Testo dell'esercizio ->

──────────

Il giovane medico ne fu vittima in maniera reale.
La sera di quel giorno di metà dicembre del ’45 il dottor Argenteri, nell’abitazione di via Garibaldi 8 in Bollate, stava mettendosi a tavola con i genitori e la sorella Teresina ma squillò il telefono. Erano in pochi a possederlo e lui per necessità professionale era riuscito ad averlo; rispondeva al numero 202 e le chiamate fuori distretto avvenivano tramite un centralino.
Dall’altra parte della cornetta c’era suor Carolina, dell’Ordine di Maria Bambina, che dal piccolo ospedale Caduti Bollatesi chiamava allarmata il dottore. In maniera poco chiara perché concitata dava una notizia: si erano appena presentati due ufficiali delle SS, con altri tre soldati sempre della stessa organizzazione nazista ,su una camionetta tedesca chiedendo con modi spicci del dottore e facendone anche il nome. Sottolineava come l’italiano dell’ufficiale fosse perfetto. Completamente impaurita, aveva indicato dove trovare il medico alla sua abitazione e voleva quindi metterlo in guardia. Aveva immediatamente anche fatto avvertire di cosa stesse succedendo il parroco, don Carlo Elli.
Più l’Argenteri chiedeva alla suorina spiegazione per comprendere i dettagli di una situazione incomprensibile e più questa andava in confusione fino arrivare al pianto; l’unica frase chiara fu” dottore stanno arrivando i tedeschi “.

──────────

Voci del dataset ->
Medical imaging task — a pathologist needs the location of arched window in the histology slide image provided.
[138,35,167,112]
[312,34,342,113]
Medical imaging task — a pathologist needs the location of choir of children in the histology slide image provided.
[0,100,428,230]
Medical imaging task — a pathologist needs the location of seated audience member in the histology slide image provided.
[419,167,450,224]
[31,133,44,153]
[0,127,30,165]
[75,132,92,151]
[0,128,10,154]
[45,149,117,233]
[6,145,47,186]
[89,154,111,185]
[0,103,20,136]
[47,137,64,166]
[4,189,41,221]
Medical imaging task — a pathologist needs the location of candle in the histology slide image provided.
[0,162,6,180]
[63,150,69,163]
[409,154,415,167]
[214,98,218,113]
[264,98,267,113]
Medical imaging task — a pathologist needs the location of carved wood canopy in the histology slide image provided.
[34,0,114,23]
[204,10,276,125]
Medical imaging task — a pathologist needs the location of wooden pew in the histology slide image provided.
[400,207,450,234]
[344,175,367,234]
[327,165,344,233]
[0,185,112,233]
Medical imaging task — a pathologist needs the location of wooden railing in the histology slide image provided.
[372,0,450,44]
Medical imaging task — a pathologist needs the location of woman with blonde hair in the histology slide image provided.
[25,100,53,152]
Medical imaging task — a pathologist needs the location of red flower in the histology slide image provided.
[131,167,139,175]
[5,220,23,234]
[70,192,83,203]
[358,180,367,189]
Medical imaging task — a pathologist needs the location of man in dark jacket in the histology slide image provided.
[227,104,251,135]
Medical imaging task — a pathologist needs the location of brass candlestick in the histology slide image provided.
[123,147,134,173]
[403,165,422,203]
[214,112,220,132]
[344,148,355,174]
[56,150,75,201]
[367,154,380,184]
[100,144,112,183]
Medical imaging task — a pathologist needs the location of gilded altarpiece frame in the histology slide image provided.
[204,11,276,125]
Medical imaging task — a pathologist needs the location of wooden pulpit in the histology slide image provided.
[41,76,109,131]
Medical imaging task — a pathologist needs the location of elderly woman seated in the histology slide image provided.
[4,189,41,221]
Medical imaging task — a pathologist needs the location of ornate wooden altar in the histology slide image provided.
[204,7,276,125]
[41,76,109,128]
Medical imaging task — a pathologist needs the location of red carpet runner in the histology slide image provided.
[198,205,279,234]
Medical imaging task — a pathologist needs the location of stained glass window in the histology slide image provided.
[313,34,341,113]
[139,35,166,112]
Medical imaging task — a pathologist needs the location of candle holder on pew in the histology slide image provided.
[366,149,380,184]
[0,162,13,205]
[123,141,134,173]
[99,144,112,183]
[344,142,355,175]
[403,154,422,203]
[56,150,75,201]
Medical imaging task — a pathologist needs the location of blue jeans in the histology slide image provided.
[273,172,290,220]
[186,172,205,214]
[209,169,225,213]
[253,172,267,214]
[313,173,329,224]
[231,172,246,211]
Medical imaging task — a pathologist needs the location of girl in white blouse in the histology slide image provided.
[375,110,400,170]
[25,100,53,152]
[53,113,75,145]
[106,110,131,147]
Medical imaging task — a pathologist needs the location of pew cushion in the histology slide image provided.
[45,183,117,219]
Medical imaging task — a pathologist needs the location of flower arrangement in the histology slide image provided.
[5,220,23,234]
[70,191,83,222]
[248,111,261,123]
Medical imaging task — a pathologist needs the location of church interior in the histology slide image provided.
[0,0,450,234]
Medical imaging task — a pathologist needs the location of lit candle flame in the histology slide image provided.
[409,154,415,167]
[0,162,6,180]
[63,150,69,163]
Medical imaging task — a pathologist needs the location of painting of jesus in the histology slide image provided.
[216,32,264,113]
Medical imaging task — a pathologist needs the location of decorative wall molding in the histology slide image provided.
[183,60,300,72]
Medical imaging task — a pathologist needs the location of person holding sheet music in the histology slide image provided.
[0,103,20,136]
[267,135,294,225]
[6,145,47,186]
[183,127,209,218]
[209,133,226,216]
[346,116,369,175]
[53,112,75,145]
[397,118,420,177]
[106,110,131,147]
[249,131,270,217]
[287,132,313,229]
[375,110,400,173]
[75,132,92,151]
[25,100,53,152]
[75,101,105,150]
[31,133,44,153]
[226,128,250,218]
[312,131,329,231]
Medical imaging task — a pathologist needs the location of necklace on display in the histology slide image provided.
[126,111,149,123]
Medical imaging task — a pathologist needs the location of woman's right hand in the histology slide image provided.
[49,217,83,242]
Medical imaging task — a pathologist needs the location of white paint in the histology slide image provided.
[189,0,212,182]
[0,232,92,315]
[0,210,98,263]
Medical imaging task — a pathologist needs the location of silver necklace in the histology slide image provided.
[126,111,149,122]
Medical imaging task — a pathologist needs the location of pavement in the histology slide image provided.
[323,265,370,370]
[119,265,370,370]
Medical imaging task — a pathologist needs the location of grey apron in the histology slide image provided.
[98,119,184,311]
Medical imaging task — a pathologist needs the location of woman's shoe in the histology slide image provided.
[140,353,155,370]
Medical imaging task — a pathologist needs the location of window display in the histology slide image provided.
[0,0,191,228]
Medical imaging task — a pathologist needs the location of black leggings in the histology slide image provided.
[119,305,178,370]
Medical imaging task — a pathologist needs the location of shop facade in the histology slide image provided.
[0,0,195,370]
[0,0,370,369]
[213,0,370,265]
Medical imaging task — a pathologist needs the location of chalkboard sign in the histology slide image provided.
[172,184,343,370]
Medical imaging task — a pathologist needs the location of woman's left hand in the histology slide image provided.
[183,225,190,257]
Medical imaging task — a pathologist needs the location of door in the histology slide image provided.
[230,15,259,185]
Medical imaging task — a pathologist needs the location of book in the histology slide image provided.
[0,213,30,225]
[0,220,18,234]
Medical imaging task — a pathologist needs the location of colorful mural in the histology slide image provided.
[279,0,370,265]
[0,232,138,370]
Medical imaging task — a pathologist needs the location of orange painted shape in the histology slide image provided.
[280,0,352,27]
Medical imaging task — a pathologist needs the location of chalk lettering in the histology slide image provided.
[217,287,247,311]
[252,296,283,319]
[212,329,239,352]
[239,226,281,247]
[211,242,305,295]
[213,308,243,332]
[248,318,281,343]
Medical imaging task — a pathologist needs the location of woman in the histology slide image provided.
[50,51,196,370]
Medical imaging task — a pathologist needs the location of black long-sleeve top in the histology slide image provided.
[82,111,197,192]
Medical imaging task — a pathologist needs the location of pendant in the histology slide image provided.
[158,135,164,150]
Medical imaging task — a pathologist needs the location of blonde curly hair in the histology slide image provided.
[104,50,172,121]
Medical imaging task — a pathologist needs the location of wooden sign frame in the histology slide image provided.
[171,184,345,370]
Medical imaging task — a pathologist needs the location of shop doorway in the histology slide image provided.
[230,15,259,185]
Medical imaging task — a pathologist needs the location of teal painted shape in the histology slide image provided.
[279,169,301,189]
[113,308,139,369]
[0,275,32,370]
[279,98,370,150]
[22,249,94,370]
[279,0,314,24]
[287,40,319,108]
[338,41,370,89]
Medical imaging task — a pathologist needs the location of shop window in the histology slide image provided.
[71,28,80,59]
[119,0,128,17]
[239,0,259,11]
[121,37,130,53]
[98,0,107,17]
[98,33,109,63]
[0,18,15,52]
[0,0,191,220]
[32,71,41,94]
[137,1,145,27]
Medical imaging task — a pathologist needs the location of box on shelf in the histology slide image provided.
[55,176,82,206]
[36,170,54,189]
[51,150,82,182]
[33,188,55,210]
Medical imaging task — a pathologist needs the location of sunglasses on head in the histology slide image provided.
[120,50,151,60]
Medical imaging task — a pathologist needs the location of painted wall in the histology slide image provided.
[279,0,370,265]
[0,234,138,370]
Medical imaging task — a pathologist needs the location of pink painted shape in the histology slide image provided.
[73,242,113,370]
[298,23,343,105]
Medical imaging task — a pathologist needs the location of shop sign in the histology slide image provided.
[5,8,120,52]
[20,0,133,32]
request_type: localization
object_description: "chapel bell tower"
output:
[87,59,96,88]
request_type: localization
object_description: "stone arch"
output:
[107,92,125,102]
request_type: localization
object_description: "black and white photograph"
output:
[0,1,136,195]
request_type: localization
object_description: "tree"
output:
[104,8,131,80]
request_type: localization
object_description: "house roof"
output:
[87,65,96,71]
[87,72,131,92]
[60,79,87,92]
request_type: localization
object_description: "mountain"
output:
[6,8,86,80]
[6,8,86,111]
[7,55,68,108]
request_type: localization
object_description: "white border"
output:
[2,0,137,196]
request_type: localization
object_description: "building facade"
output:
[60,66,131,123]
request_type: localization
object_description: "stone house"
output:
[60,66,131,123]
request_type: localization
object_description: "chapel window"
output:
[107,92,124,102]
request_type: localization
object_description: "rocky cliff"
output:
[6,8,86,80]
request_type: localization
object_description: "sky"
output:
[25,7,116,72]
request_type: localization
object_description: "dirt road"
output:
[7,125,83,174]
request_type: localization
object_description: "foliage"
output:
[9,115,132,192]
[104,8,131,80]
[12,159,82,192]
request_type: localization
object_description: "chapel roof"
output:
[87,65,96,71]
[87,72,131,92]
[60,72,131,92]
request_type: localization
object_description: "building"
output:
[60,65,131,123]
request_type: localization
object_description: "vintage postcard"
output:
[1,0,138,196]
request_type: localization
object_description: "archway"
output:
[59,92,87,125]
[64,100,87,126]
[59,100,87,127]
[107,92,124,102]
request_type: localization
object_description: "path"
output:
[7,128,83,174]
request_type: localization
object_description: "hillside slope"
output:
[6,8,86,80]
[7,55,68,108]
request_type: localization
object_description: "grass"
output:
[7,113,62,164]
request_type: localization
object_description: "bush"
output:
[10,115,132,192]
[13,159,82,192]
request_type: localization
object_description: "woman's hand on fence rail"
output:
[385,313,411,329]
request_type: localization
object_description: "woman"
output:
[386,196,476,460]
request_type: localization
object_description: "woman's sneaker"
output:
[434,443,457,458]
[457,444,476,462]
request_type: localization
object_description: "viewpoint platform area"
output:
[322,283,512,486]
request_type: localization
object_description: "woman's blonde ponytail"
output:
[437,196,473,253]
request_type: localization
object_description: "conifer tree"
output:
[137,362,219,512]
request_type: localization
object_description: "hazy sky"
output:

──────────

Consegna -> Estrai senza alcuna modifica il passo del testo sul dottor Argenteri che comincia con "Dall’altra parte della" e prosegue fino a "don Carlo Elli.".

Soluzione ->
Dall’altra parte della cornetta c’era suor Carolina, dell’Ordine di Maria Bambina, che dal piccolo ospedale Caduti Bollatesi chiamava allarmata il dottore. In maniera poco chiara perché concitata dava una notizia: si erano appena presentati due ufficiali delle SS, con altri tre soldati sempre della stessa organizzazione nazista ,su una camionetta tedesca chiedendo con modi spicci del dottore e facendone anche il nome. Sottolineava come l’italiano dell’ufficiale fosse perfetto. Completamente impaurita, aveva indicato dove trovare il medico alla sua abitazione e voleva quindi metterlo in guardia. Aveva immediatamente anche fatto avvertire di cosa stesse succedendo il parroco, don Carlo Elli.